_STUDY TEXT_
In figure the horizontal line OX represents the line of zero disturbance of the particles of the medium. All the particles above the line of zero disturbance have positive displacements and those below it have negative displacements. In figure A and C represent two crests and B and D represent two troughs of the transverse wave.

Graphical representation of a transverse wave by displacement-distance graph

Formation of transverse wave in a slinky
The waves produced by moving one end of a long spring (or slinky) up and down rapidly, whose other end is fixed, are transverse waves. The transverse wave produced on a slinky is shown in figure. As the wave passes along the slinky in the horizontal direction, the particles of slinky vibrate up and down at right angles to the direction of wave.

Formation of transverse wave on the surface of water
The water waves (or ripples) formed on the surface of water in a pond are also transverse waves. This is because of the fact that in water wave, the molecules of water move up and down in the vertical direction when the wave travels in the horizontal direction along the water surface. Since the water molecules vibrate up and down at the same place therefore, a cork or leaf placed on the surface of water moves up and down at the same place as water wave moves across the surface of the pond.

Note: When a stone is dropped in a pond of water, transverse waves are produced on the surface of water.

_GOAL OF THE EXERCISE_
Based on the text on transverse waves, explain in one to three sentences why a cork or leaf on the surface of a pond moves up and down at the same place as a water wave moves across it. Rely only on the text on transverse waves for your answers.

_EXERCISE DATA_

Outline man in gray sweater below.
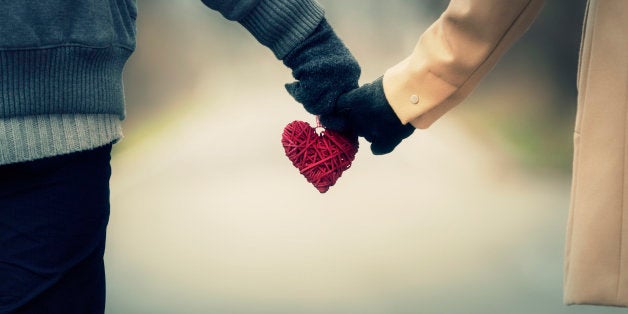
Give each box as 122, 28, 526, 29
0, 0, 413, 314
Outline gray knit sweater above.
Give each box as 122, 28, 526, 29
0, 0, 324, 165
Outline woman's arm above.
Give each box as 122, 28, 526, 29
383, 0, 544, 128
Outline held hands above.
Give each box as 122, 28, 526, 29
320, 77, 415, 155
283, 19, 414, 155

_TASK SOLUTION_
In a water wave, the water molecules vibrate up and down at the same place while the wave travels horizontally along the surface. A cork or leaf on the water therefore also moves up and down at the same place.